__Exercise requirements__
Starting at the line below holding "positive clicks: (775, 575)" and stopping at the line holding "box: [1478, 363, 1702, 513]", print every line exactly, both ends included, and leave the rest out.

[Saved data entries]
-- -- --
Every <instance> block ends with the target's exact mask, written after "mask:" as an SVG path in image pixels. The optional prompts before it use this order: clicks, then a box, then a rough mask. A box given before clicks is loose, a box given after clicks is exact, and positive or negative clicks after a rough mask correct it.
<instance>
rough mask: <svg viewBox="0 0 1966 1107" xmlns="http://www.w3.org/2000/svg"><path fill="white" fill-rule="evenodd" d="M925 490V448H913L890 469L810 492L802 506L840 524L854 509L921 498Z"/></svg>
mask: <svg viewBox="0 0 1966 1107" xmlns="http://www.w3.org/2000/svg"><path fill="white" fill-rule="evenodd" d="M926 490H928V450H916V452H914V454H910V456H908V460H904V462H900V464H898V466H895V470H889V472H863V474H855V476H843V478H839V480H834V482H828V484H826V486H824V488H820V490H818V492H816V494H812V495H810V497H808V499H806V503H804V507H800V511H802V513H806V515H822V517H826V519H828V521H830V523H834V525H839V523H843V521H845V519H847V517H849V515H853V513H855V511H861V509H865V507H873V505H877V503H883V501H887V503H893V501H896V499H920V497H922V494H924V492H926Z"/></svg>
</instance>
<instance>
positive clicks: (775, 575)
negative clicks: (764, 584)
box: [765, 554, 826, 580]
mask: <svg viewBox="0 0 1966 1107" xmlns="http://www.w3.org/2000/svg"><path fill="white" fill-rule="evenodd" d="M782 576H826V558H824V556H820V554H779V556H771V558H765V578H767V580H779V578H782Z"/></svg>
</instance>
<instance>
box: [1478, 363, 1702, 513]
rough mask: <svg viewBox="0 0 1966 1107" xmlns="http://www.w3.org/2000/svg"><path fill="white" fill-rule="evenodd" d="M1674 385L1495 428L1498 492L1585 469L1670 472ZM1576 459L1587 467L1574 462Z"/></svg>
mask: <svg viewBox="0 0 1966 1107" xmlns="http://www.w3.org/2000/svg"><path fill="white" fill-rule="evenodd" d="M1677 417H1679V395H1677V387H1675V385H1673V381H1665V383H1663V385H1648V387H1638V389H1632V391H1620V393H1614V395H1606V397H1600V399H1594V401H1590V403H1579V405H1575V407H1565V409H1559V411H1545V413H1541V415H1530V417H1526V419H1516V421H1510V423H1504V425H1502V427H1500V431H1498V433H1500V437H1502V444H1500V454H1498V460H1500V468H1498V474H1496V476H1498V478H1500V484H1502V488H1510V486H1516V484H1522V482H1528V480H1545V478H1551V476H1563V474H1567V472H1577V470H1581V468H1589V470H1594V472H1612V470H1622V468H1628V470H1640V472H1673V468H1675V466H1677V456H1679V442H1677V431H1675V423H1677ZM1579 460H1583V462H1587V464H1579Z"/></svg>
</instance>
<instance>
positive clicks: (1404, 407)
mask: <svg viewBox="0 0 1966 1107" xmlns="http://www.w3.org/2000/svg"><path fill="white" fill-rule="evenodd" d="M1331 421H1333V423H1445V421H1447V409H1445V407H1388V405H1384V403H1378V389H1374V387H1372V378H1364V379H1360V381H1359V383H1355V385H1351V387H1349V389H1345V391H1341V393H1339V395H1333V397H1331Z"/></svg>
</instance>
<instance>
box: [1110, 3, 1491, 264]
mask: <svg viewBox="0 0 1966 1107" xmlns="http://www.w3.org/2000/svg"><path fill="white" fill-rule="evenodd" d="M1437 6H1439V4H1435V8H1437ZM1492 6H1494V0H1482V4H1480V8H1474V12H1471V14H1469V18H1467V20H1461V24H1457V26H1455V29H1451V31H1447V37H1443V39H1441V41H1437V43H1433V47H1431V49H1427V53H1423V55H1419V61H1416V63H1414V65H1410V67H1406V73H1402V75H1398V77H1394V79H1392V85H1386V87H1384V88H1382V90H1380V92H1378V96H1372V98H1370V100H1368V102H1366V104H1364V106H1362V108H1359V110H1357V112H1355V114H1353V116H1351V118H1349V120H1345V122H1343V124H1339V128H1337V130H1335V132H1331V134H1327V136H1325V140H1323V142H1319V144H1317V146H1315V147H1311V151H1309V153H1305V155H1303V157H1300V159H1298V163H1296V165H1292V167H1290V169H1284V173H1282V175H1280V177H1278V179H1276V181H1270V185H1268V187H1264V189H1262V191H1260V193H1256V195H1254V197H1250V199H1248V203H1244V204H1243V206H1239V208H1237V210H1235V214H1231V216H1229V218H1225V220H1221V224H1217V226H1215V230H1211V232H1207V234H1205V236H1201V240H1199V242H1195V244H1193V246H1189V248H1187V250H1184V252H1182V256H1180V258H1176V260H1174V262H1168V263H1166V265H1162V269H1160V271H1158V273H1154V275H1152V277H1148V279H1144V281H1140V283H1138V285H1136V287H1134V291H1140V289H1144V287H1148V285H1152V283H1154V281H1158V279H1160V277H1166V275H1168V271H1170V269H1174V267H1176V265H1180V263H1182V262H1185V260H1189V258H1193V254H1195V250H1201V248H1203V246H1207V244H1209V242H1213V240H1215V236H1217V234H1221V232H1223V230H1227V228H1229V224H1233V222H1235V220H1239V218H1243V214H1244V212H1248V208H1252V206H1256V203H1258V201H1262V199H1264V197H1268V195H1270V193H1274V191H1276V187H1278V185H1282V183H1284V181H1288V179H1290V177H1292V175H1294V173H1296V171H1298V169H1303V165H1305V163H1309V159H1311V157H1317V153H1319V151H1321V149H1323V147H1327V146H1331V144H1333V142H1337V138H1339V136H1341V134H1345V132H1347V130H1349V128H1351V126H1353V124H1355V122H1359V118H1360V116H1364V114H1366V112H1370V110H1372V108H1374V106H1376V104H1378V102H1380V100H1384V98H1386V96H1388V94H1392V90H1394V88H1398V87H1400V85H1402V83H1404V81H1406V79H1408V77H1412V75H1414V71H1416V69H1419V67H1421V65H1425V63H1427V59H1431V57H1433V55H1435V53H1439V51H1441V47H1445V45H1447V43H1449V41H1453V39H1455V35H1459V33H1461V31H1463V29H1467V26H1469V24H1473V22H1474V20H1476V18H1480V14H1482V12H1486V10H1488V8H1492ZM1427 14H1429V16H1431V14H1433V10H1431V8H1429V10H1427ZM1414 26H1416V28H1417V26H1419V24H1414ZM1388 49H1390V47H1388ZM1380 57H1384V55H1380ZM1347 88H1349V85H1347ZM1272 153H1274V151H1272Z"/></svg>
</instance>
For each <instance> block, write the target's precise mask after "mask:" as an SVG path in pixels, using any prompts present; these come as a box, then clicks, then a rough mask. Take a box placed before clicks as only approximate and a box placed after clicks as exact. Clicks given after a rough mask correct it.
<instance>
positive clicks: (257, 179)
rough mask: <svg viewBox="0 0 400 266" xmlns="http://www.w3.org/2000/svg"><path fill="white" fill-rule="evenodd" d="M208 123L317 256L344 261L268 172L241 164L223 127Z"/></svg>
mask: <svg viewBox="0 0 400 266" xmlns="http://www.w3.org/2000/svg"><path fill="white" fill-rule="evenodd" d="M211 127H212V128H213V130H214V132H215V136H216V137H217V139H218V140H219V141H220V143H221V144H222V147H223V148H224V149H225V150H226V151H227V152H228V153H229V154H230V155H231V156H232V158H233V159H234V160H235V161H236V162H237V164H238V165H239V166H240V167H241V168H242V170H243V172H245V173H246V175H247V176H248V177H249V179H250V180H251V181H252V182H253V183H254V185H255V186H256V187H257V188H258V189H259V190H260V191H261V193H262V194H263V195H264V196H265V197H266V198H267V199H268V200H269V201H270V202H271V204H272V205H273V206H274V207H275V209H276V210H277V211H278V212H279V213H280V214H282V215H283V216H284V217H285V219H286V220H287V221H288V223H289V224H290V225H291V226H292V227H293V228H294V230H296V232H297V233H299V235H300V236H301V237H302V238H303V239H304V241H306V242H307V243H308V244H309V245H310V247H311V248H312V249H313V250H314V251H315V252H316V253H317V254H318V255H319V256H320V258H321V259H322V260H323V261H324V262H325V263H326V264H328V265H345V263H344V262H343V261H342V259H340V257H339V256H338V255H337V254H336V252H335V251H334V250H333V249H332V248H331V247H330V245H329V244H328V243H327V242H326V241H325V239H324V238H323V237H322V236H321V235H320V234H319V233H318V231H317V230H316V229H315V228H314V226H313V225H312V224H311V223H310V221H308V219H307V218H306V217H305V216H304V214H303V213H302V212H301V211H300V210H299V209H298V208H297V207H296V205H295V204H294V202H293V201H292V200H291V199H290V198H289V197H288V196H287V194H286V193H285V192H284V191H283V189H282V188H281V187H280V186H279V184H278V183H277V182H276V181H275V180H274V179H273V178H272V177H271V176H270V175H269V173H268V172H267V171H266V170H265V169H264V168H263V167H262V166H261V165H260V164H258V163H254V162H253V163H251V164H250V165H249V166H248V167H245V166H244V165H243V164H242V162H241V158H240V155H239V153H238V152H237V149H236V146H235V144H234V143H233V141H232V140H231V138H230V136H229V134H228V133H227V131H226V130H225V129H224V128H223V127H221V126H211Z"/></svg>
-- -- --
__Finished task__
positive clicks: (775, 575)
negative clicks: (764, 584)
box: [765, 554, 826, 580]
mask: <svg viewBox="0 0 1966 1107" xmlns="http://www.w3.org/2000/svg"><path fill="white" fill-rule="evenodd" d="M782 576H826V558H824V556H820V554H779V556H771V558H765V578H767V580H779V578H782Z"/></svg>
</instance>
<instance>
box: [1478, 363, 1702, 513]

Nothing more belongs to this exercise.